>> start Material to process

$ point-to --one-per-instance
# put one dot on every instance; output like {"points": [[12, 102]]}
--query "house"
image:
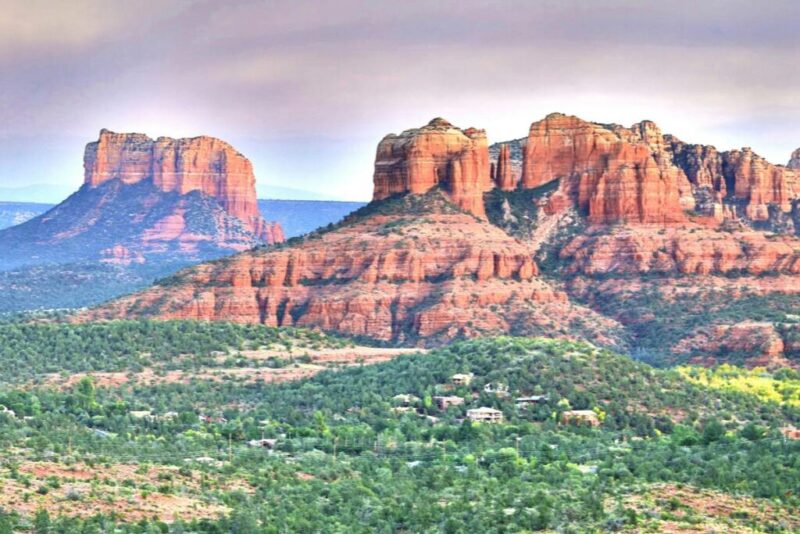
{"points": [[443, 402], [265, 443], [488, 415], [790, 432], [530, 400], [405, 399], [581, 417], [461, 379], [499, 390]]}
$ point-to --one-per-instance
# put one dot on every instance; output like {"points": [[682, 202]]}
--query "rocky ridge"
{"points": [[204, 164], [624, 222], [436, 155]]}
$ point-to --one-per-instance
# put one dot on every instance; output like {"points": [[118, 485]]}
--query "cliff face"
{"points": [[437, 154], [405, 274], [203, 164], [504, 178], [143, 200], [612, 174]]}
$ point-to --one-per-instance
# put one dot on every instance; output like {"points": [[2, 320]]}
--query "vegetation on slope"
{"points": [[345, 458], [780, 387]]}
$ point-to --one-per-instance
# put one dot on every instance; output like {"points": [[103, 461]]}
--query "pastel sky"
{"points": [[307, 89]]}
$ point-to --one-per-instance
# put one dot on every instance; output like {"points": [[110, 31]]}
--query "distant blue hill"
{"points": [[299, 217], [14, 213], [296, 216]]}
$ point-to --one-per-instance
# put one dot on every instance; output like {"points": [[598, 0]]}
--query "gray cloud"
{"points": [[322, 81]]}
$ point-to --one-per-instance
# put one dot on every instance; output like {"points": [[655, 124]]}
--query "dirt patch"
{"points": [[687, 509], [133, 492], [313, 363]]}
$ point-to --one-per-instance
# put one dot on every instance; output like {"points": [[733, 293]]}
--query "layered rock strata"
{"points": [[204, 164], [436, 155]]}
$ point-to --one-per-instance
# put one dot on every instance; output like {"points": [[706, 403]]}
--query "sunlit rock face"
{"points": [[438, 154], [204, 164]]}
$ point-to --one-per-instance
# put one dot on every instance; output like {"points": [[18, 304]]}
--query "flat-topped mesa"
{"points": [[204, 164], [611, 173], [438, 154]]}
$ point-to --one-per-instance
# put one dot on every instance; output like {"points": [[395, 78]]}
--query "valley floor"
{"points": [[215, 427]]}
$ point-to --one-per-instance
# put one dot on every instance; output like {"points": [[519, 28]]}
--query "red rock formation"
{"points": [[692, 249], [203, 164], [437, 154], [760, 342], [761, 183], [612, 174], [701, 163], [119, 255], [404, 276], [503, 174]]}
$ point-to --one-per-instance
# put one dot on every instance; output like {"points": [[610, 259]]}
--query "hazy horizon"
{"points": [[306, 90]]}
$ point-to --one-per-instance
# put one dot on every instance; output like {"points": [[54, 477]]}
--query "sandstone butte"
{"points": [[650, 205], [436, 155], [504, 178], [400, 275], [204, 164]]}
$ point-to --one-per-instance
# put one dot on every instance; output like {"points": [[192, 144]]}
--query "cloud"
{"points": [[343, 73]]}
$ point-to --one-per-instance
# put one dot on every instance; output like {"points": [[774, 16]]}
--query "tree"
{"points": [[41, 522], [712, 431]]}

>> end Material to process

Your instructions:
Report every line of the material above that contains the string "face", copying each such line in full. Matching is case-sensitive.

Task solution:
--query "cliff face"
--query "sunlit rock face"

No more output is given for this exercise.